> THINGS TO DO:
a. Retype the passage of the Butner biodefense lab article between "Doctors have divided" and "two weeks ago.", inclusive.
b. Does each statement below agree with the Butner biodefense lab article? Answer yes or no for each, and quote the words of the article that decide it. (i) Thirty-three other doctors have signed Melamed's petition against the lab. (ii) The lab would be run through the Centers for Disease Control. (iii) Congress was expected to make its decision by spring 2008.

> PAGE EXCERPT:
□ □ □ □ □

Butner in Running to Get Biodefense Lab

Doctors have divided views on a proposed biodefense lab in Butner.

Some say it could lead to the biggest public health disaster in the state's history, while others say it will help fight diseases that do not yet have a cure.

The Umstead Research Farm area is one site among five where Congress is considering placing the National Bio and Agro-Defense Facility. Scientists would study diseases like nipah and hendra.

Dr. Joseph Melamed, with Wake Radiology, said the stakes are too high to place a scientific facility dealing with potent viruses in such an populated area. Thirty-three other doctors have signed a petition against the biodefense lab that Melamed started circulating two weeks ago.

"If any of these diseases were to escape this facility, it could lead to a devastating public health disaster," Melamed said.

"These facilities do not belong in high population areas," he added. "They certainly don't belong in a watershed for a 50-mile radius with a population of 2 million people."

The biodefense lab would be more like the Centers for Disease Control in Atlanta, where scientists study potentially deadly diseases in a secure setting, than a high risk to spread disease, Dr. Barrett Slenning, a veterinarian at North Carolina State University, argued.

The lab would be run through the U.S. Department of Homeland Security.

Although the lab would be near the watershed for Falls Lake, Raleigh's primary water source, Slenning said there would be no danger of diseases getting out of the facility.

"These facilities are designed knowing that people will make mistakes," Slenning said. "If they make a mistake, it gets caught by the first backup. If they make another mistake, it gets caught by the second backup."

Melamed contended that putting the facility handling Ebola and anthrax viruses in Butner would be plain reckless.

"If you contract any of these diseases, there's no need for you to go to the hospital, to Duke or UNC or any of the tertiary care medical centers," Melamed said. "There's nothing we can do for you."

Slenning argued that the possible benefits of the biodefense lab outweigh any hypothetical risks.

"Having the facilities, the diagnostics near us is what will make or break the difference if we ever get any kind of outbreak," Slenning said.

Congress was also considering sites in Texas, Kansas, Mississippi and Georgia and was not expected to make a decision until fall 2008.

□ □ □ □ □

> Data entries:
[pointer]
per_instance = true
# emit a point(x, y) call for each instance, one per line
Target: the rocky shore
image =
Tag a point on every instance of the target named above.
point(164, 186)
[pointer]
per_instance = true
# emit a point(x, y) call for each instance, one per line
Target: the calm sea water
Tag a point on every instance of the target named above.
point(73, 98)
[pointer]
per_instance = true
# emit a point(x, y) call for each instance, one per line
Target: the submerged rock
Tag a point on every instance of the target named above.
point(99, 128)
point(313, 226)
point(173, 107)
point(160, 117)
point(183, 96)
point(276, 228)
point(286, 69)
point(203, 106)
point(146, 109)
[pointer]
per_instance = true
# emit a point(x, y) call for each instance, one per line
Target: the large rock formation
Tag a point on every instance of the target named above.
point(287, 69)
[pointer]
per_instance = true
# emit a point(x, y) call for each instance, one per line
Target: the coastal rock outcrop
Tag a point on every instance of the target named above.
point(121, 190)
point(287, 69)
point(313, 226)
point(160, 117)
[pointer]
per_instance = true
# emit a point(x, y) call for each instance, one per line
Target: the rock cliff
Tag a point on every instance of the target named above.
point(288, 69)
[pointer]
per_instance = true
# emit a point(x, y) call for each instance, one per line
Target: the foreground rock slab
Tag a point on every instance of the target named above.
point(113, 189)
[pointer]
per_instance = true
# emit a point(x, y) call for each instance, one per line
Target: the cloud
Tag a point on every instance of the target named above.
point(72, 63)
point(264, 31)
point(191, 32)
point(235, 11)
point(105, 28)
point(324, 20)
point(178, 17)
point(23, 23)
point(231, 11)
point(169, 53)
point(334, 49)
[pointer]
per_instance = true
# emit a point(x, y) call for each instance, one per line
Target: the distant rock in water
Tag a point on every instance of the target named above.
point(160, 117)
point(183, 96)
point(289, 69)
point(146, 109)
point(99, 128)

□ □ □ □ □

> RESULTS FOR THE EXERCISE:
a.
Doctors have divided views on a proposed biodefense lab in Butner.

Some say it could lead to the biggest public health disaster in the state's history, while others say it will help fight diseases that do not yet have a cure.

The Umstead Research Farm area is one site among five where Congress is considering placing the National Bio and Agro-Defense Facility. Scientists would study diseases like nipah and hendra.

Dr. Joseph Melamed, with Wake Radiology, said the stakes are too high to place a scientific facility dealing with potent viruses in such an populated area. Thirty-three other doctors have signed a petition against the biodefense lab that Melamed started circulating two weeks ago.

b.
(i) Yes: "Thirty-three other doctors have signed a petition against the biodefense lab that Melamed started circulating two weeks ago."
(ii) No: "The lab would be run through the U.S. Department of Homeland Security."
(iii) No: "was not expected to make a decision until fall 2008."